• _WORK REQUIRED_: Rewrite the entries from the line with "For every instance of the man" through the end of the entries, changing "thickest" to "widest" and leaving everything else unchanged.

(Location labeling entries)
========================================================================

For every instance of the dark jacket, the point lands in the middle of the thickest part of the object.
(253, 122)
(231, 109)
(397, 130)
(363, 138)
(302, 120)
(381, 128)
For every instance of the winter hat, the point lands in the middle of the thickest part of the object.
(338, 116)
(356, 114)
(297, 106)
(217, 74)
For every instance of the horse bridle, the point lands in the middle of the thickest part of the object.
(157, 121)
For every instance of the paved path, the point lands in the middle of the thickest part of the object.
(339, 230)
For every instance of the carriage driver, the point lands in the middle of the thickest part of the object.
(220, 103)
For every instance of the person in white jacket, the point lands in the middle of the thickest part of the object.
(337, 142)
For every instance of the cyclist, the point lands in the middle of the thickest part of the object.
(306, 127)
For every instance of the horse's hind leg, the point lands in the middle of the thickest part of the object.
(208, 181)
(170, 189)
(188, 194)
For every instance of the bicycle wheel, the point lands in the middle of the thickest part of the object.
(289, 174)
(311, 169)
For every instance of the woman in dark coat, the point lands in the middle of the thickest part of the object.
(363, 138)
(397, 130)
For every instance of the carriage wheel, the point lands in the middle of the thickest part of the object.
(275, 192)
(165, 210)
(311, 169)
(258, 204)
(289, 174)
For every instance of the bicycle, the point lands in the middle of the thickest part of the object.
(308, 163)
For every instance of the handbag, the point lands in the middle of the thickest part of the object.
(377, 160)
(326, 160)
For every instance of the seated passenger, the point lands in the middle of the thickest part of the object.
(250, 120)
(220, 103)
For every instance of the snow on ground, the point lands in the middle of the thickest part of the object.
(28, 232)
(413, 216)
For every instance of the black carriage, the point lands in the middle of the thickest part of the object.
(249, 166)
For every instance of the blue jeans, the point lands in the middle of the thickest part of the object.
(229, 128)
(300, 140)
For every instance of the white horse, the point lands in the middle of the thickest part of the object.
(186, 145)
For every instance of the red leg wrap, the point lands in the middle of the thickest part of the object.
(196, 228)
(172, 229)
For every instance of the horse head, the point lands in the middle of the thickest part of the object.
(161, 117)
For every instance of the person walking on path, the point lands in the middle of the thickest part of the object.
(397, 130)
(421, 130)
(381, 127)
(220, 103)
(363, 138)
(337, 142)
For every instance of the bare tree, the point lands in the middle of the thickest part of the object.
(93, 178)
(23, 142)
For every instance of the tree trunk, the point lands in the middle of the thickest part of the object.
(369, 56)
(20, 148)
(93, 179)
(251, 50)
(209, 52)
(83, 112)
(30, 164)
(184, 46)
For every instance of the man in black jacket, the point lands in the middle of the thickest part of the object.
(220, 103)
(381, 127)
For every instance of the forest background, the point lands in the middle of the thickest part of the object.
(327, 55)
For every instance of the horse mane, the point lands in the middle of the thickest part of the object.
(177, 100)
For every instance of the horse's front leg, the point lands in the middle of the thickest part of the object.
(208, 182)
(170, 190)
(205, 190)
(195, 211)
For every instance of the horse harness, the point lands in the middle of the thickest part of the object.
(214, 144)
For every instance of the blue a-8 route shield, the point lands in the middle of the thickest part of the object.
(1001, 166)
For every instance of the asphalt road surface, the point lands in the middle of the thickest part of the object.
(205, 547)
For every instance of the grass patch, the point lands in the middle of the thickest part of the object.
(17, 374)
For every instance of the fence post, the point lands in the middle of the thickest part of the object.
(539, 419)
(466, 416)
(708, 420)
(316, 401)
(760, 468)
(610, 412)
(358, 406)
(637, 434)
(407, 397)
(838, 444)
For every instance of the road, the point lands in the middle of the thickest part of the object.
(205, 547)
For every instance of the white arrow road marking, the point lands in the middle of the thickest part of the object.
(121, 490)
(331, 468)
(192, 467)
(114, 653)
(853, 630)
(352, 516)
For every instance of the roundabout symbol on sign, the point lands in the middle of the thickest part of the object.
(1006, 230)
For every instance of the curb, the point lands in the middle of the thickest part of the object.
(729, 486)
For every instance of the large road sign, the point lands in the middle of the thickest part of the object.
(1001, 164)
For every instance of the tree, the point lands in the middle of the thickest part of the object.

========================================================================

• _OUTPUT OF THE TASK_:
For every instance of the man in black jacket, the point lands in the middle of the widest part of the object.
(220, 103)
(381, 127)
For every instance of the forest background, the point lands in the middle of the widest part of the object.
(327, 55)
For every instance of the horse mane, the point lands in the middle of the widest part of the object.
(177, 100)
For every instance of the horse's front leg, the point lands in the middle of the widest part of the object.
(208, 182)
(170, 190)
(205, 190)
(195, 211)
For every instance of the horse harness, the point lands in the middle of the widest part of the object.
(214, 144)
For every instance of the blue a-8 route shield, the point lands in the middle of the widest part of the object.
(1001, 166)
For every instance of the asphalt road surface, the point lands in the middle of the widest part of the object.
(205, 547)
For every instance of the grass patch, the point lands in the middle of the widest part of the object.
(17, 374)
For every instance of the fence post, the point lands in the middle of the widest part of the object.
(539, 419)
(466, 416)
(708, 420)
(316, 401)
(760, 468)
(610, 412)
(358, 406)
(637, 434)
(407, 397)
(838, 444)
For every instance of the road, the point lands in the middle of the widest part of the object.
(205, 547)
For every instance of the white arrow road marking, the point lands in the middle of the widest part of the object.
(121, 490)
(331, 468)
(192, 467)
(114, 653)
(853, 630)
(352, 516)
For every instance of the roundabout symbol on sign, the point lands in the middle of the widest part of the object.
(1006, 230)
For every instance of the curb, the point lands in the middle of the widest part of the object.
(729, 486)
For every instance of the large road sign, the point lands in the middle of the widest part of the object.
(1001, 164)
For every instance of the tree, the point lands in the middle of the widest part of the object.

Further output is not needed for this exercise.